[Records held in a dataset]
■ ■ ■ ■ ■ ■ ■

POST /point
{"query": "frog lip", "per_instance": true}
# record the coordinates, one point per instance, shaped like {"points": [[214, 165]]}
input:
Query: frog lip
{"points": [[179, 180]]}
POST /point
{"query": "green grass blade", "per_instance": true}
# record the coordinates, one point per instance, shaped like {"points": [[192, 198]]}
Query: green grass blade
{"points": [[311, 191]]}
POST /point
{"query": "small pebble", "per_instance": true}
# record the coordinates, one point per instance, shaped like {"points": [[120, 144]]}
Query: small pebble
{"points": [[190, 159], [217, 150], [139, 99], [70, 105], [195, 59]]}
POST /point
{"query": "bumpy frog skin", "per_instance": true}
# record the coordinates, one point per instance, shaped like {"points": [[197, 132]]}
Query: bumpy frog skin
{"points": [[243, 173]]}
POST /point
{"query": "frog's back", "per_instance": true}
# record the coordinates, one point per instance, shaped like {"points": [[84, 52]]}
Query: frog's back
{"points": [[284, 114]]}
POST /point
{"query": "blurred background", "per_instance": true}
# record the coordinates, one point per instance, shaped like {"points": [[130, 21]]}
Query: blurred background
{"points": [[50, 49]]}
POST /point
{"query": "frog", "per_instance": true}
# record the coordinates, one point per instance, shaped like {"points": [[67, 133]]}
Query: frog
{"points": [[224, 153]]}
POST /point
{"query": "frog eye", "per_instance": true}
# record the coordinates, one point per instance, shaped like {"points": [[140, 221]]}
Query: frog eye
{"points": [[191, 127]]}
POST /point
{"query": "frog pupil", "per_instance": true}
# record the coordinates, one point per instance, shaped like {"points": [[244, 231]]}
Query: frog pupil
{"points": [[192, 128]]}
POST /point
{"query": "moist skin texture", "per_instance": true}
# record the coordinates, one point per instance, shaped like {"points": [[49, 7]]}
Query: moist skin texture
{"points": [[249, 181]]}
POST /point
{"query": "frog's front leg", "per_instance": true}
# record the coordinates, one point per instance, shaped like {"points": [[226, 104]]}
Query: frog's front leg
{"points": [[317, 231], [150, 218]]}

■ ■ ■ ■ ■ ■ ■

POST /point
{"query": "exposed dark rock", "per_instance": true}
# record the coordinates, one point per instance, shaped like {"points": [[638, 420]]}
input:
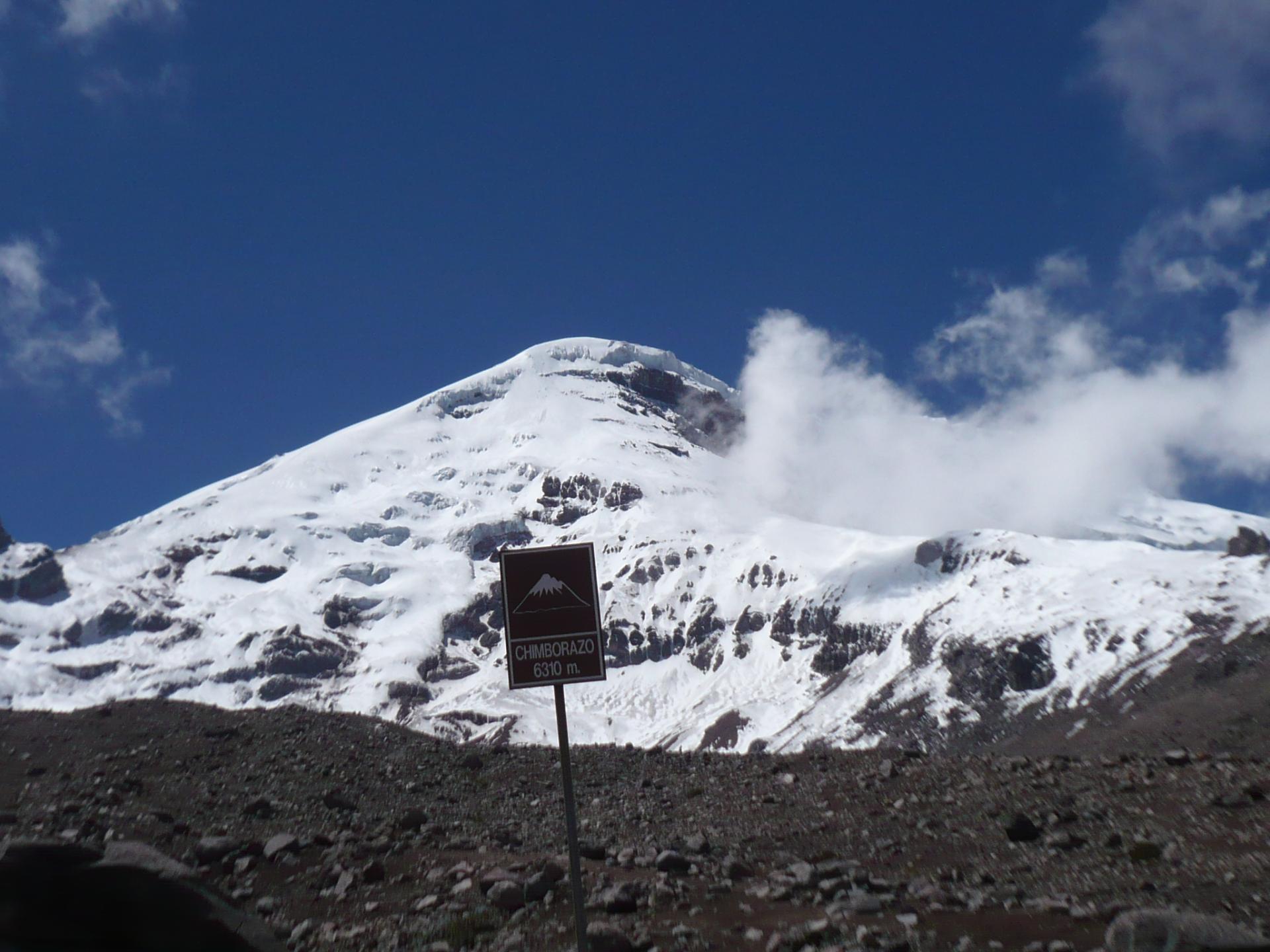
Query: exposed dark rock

■ ■ ■ ■ ■ ■ ■

§ YOUR OBJECTIVE: Find each line in the listing above that contains the string "true", and copy those lines out.

§ ANSWER:
{"query": "frog lip", "per_instance": true}
{"query": "green grass blade", "per_instance": true}
{"query": "small pebble", "per_instance": true}
{"query": "bumpy frog skin", "per_instance": true}
{"query": "frog's back", "per_instance": true}
{"query": "blurred background", "per_instance": true}
{"query": "frog", "per_instance": true}
{"query": "frog eye", "per_instance": true}
{"query": "frog pupil", "per_instance": true}
{"query": "moist skin texture", "per_instance": true}
{"query": "frog's front leg", "per_instance": true}
{"query": "exposed dark rock", "per_instance": true}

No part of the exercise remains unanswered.